The data below is to be returned in full and exactly.

> [Dataset entries]:

--

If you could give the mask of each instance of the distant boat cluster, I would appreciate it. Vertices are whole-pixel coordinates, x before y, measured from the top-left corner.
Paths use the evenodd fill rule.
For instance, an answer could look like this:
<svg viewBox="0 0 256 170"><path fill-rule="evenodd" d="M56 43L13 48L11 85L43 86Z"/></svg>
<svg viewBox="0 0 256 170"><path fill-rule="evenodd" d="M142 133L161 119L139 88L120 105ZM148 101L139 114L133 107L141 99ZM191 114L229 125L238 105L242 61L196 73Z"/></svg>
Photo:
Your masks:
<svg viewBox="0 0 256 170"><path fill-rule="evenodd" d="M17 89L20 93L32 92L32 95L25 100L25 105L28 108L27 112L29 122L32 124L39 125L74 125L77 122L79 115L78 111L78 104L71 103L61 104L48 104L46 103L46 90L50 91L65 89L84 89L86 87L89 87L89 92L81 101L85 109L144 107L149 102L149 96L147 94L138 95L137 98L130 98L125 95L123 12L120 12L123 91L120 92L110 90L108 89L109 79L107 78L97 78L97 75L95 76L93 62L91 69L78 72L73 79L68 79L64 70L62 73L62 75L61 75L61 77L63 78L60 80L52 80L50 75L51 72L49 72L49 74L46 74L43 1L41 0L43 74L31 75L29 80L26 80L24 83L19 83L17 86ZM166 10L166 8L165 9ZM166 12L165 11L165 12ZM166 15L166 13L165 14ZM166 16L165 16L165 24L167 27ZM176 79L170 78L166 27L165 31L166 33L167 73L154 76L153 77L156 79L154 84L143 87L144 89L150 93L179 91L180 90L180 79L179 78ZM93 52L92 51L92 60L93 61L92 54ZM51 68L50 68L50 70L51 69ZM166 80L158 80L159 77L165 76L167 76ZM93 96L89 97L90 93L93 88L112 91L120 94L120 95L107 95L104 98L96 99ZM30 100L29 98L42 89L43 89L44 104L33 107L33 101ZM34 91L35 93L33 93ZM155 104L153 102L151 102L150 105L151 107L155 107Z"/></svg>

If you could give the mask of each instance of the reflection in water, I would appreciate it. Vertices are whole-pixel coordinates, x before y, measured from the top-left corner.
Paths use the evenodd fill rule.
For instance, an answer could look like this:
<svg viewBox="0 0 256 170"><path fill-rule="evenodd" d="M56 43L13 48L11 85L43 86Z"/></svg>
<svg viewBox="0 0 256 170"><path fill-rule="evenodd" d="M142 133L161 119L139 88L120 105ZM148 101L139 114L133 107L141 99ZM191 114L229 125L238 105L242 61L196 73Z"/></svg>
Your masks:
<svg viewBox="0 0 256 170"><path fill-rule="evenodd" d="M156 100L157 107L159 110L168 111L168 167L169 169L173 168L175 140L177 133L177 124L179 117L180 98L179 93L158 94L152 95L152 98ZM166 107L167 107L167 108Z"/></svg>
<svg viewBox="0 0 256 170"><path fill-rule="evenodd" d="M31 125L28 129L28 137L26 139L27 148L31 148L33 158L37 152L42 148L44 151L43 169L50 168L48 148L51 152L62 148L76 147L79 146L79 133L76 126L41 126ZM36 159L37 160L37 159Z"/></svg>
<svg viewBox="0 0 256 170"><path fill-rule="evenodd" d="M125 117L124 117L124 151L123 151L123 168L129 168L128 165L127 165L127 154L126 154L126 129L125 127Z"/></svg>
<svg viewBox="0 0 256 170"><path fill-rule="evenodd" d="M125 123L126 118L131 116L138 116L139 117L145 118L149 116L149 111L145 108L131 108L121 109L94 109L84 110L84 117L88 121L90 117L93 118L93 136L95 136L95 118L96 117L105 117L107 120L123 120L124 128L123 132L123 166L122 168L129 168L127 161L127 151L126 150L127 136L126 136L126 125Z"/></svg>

--

> [Full output]:
If you could give the mask of each instance of the distant boat cluster, I would appreciate it. Vertices are whole-pixel coordinates, x before y, measured from the top-left corner.
Paths use the evenodd fill rule.
For instance, an answer could look like this:
<svg viewBox="0 0 256 170"><path fill-rule="evenodd" d="M56 43L13 48L11 85L43 86Z"/></svg>
<svg viewBox="0 0 256 170"><path fill-rule="evenodd" d="M142 133L161 119L139 88L120 105ZM148 101L139 114L133 107L141 99ZM191 114L229 125L238 105L242 61L196 73Z"/></svg>
Photo:
Your masks:
<svg viewBox="0 0 256 170"><path fill-rule="evenodd" d="M17 89L20 93L32 92L32 95L25 100L25 105L28 108L27 112L29 122L32 124L39 125L74 125L77 122L79 115L78 111L78 104L71 103L61 104L48 104L46 103L46 90L50 91L65 89L84 89L86 87L89 87L89 92L81 101L85 109L144 107L149 102L149 96L147 94L138 95L137 98L130 98L125 95L123 12L120 12L123 91L120 92L110 90L108 89L109 79L107 78L97 78L97 75L95 76L93 62L91 69L78 72L73 79L68 79L64 70L62 73L62 75L61 75L61 77L63 78L60 80L52 80L50 75L51 72L49 72L49 74L46 74L43 1L41 0L43 74L31 75L29 80L26 80L24 83L19 83L17 86ZM166 10L166 8L165 9ZM166 12L165 11L165 12ZM166 15L166 13L165 14ZM166 16L165 16L165 24L167 27ZM176 79L170 78L166 27L165 31L166 33L167 73L154 76L153 77L156 79L154 84L143 87L144 89L150 93L179 91L180 90L180 79L179 78ZM93 52L92 51L92 60L93 61L92 54ZM51 68L50 68L50 70L51 69ZM166 80L158 80L159 77L165 76L167 76ZM93 96L89 97L90 93L93 88L112 91L120 94L120 95L107 95L104 98L96 99ZM30 100L29 98L42 89L43 89L44 104L33 107L33 101ZM34 91L35 93L33 93ZM155 104L153 102L151 102L150 105L151 107L155 107Z"/></svg>

If you could give the mask of each instance of the reflection in water, I would appreciate it. Vertices are whole-pixel coordinates, x before y, measured from the top-left corner.
Paths use the evenodd fill rule.
For instance, an answer could look like this:
<svg viewBox="0 0 256 170"><path fill-rule="evenodd" d="M56 43L13 48L11 85L43 86Z"/></svg>
<svg viewBox="0 0 256 170"><path fill-rule="evenodd" d="M142 133L161 119L139 88L120 105ZM148 101L139 114L133 107L141 99ZM191 114L229 125L238 105L242 61L196 73Z"/></svg>
Your masks:
<svg viewBox="0 0 256 170"><path fill-rule="evenodd" d="M156 100L157 107L159 110L168 111L168 167L169 169L173 168L175 140L177 133L177 124L179 117L180 98L179 93L158 94L152 95L152 98ZM166 107L167 107L167 108Z"/></svg>
<svg viewBox="0 0 256 170"><path fill-rule="evenodd" d="M31 125L28 129L28 137L26 139L27 148L31 148L33 158L37 152L42 148L44 151L43 169L50 168L48 148L51 152L62 148L76 147L79 146L79 133L76 126L41 126ZM36 159L37 160L37 159Z"/></svg>
<svg viewBox="0 0 256 170"><path fill-rule="evenodd" d="M125 117L124 117L124 151L123 151L123 168L129 168L128 165L127 165L127 154L126 154L126 129L125 127Z"/></svg>
<svg viewBox="0 0 256 170"><path fill-rule="evenodd" d="M125 123L126 118L131 116L138 116L139 117L145 118L149 116L149 111L145 108L131 108L121 109L94 109L84 110L84 117L88 121L90 117L93 118L93 136L95 136L95 118L96 117L105 117L107 120L123 120L124 128L123 132L123 166L122 168L129 168L127 161L127 151L126 150L127 136L126 136L126 125Z"/></svg>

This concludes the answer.